Work task =
Scan the records that follow, and whenever a line has the word "single", copy it.

Provided entries =
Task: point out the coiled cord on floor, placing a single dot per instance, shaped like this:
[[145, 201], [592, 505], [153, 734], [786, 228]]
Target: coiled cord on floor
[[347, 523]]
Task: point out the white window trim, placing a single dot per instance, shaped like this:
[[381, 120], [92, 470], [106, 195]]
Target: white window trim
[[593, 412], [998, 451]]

---

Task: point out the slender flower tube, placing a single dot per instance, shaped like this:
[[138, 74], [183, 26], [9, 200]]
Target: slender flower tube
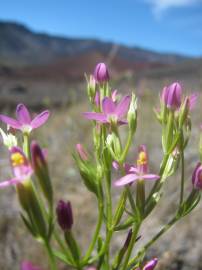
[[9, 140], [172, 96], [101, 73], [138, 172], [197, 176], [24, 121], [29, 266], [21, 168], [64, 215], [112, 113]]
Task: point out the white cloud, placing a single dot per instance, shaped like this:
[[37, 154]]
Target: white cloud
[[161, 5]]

* * *

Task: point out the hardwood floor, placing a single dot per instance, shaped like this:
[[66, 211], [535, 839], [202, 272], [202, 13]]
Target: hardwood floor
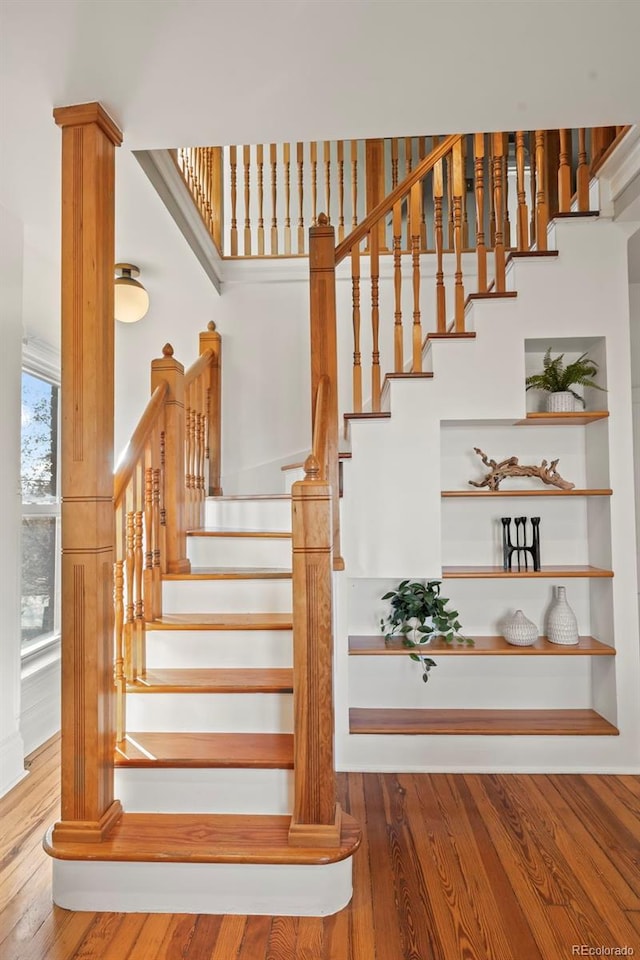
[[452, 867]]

Response area =
Task: point out the coiled cord on floor, placing a single dot per instance, shaped like this:
Task: point out the white window trim, placing a single dot per instance, shaped like this:
Task: point out the slender flower tube, placing a single dot per instance, shaped like this:
Task: point out the white cloud, placing a single dot per instance, shaped like this:
Task: point out the hardwood floor, placing a single dot per instance, shaped like this:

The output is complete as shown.